■ **TRECHO APRESENTADO**:
_ _ _

Mesmo considerando que nos últimos tempos a expectativa de vida tem se alargado e com ela o possível adiamento da morte, convivemos ainda com os rituais funerários, - embora cada vez mais organizados e realizados fora de casa, - que ainda exercem considerável temor e assombramento. Nessa perspectiva, na contramão das conquistas científicas e dos avanços, morrer nos parece um assunto extremamente desagradável. Não dar conta da morte e de todo furor que ela causa – como o desequilíbrio, a dor dos que ficam, o medo da interrupção abrupta – contribui para uma postura de alheamento da morte. Assim, falar pouco e não conviver com  pessoas no leito da morte se constitui como uma forma de privação do sofrimento. Nobert Elias faz uso do termo “recalcamento”, entendendo que o espetáculo da morte não é mais corriqueiro, suscitando a ideia de que esquecer a morte no curso normal da vida favorece seguir em frente, a normalidade. (NOBERT, p.15). Para o autor, as sociedades contemporâneas tendem então, alijar-se do tema como forma de preservação ao sofrimento.

Os funerais são formas simbólicas de homenagem aos que já se foram. É preciso que a memoria dos mortos sejam devidamente registradas para que a perenidade do tempo não sucumba à lembrança do morto. Para Gagnebin, é preciso, inclusive lembrar os que, por algum motivo não foram lembrados, como forma de respeito e registro dos que viveram.

Ele precisa transmitir o inenarrável, manter viva a memória dos sem-nomes, ser fiel aos mortos que não puderam ser enterrados. Sua “narrativa afirma que o inesquecível existe” mesmo se nós não podemos descrevê-los. Tarefa altamente política: lutar contra o esquecimento e a denegação é também lutar contra a repetição do horror [...](GAGNEBIN, 2006, p.47).

Rememorar, lembrar através das representações simbólicas constitui-se em dualismo. Por um lado objetos, túmulos, funcionam como uma espécie de acalanto para os que ficam, por outro, a memória acionada, vivificada significa também reviver a dor, a ferida da perda, do não esquecido. Segundo Nobert Elias as inscrições funerárias são formas de registros dos mortos aos vivos, sem elas o tempo se encarregaria de dissipá-las.

O que está escrito na pedra é uma mensagem muda dos mortos para quem quer que esteja vivo um símbolo de um sentimento talvez ainda articulado de que a única maneira pela qual uma pessoa morta vive é  na memoria dos vivos. Quando a cadeia da recordação é rompida, quando a continuidade de uma sociedade particular ou da própria sociedade humana termina, então o sentido de tudo que seu povo fez durante milênios e de tudo que era significativo para ele também se extingue. (NOBERT, 2001, p. 41)

_ _ _

■ **ENUNCIADO A**: Reproduza, por favor, a parte do texto sobre os rituais funerários que começa com as palavras que contêm "O que está escrito" e termina com "2001, p. 41)".

(Trechos de dados de anotação de pontos)
_ _ _

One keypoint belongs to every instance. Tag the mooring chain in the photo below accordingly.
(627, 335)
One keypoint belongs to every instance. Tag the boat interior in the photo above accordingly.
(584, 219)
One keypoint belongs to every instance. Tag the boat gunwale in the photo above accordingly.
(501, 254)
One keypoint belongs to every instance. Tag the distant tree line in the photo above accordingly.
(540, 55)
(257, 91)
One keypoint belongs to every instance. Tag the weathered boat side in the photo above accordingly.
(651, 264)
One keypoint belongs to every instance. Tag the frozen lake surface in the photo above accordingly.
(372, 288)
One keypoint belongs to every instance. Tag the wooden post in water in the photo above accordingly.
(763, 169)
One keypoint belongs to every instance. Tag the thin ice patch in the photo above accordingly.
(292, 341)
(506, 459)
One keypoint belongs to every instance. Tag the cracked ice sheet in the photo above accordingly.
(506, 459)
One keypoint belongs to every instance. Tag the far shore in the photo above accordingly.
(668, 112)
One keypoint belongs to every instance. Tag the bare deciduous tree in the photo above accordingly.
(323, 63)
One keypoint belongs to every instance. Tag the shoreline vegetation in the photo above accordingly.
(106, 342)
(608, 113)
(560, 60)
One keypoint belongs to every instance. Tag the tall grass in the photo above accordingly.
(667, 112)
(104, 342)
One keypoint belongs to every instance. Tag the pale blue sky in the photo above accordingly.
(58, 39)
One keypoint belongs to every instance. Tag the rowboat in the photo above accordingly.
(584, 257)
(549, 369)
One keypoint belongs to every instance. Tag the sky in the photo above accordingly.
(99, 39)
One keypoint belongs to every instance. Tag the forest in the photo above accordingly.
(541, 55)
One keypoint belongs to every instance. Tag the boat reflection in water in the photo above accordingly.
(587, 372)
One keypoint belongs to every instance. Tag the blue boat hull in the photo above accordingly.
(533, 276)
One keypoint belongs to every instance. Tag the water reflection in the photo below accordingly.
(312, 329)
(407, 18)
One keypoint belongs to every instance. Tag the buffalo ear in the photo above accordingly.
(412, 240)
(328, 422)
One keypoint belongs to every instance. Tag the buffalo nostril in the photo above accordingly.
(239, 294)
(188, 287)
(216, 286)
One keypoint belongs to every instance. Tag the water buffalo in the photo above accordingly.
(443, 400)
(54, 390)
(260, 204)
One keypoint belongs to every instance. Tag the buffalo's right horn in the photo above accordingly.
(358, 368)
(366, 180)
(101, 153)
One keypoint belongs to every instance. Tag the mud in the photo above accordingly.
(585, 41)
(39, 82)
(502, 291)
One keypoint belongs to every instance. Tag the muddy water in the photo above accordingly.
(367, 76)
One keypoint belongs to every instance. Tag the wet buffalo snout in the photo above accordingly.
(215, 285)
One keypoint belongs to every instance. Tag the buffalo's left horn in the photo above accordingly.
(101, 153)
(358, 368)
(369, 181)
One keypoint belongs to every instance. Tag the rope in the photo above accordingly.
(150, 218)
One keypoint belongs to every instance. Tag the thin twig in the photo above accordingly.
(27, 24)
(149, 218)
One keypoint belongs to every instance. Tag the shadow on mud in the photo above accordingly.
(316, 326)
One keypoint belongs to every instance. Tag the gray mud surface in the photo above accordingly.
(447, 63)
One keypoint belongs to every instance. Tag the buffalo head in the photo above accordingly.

_ _ _

■ **ENUNCIADO B**: Extraia dos registros cada linha em que aparece a palavra "surface", levando em conta maiúsculas e minúsculas.

■ **RESOLUÇÃO DA TAREFA A**:
O que está escrito na pedra é uma mensagem muda dos mortos para quem quer que esteja vivo um símbolo de um sentimento talvez ainda articulado de que a única maneira pela qual uma pessoa morta vive é  na memoria dos vivos. Quando a cadeia da recordação é rompida, quando a continuidade de uma sociedade particular ou da própria sociedade humana termina, então o sentido de tudo que seu povo fez durante milênios e de tudo que era significativo para ele também se extingue. (NOBERT, 2001, p. 41)

■ **RESOLUÇÃO DA TAREFA B**:
One keypoint belongs to every instance. Tag the frozen lake surface in the photo above accordingly.
One keypoint belongs to every instance. Tag the gray mud surface in the photo above accordingly.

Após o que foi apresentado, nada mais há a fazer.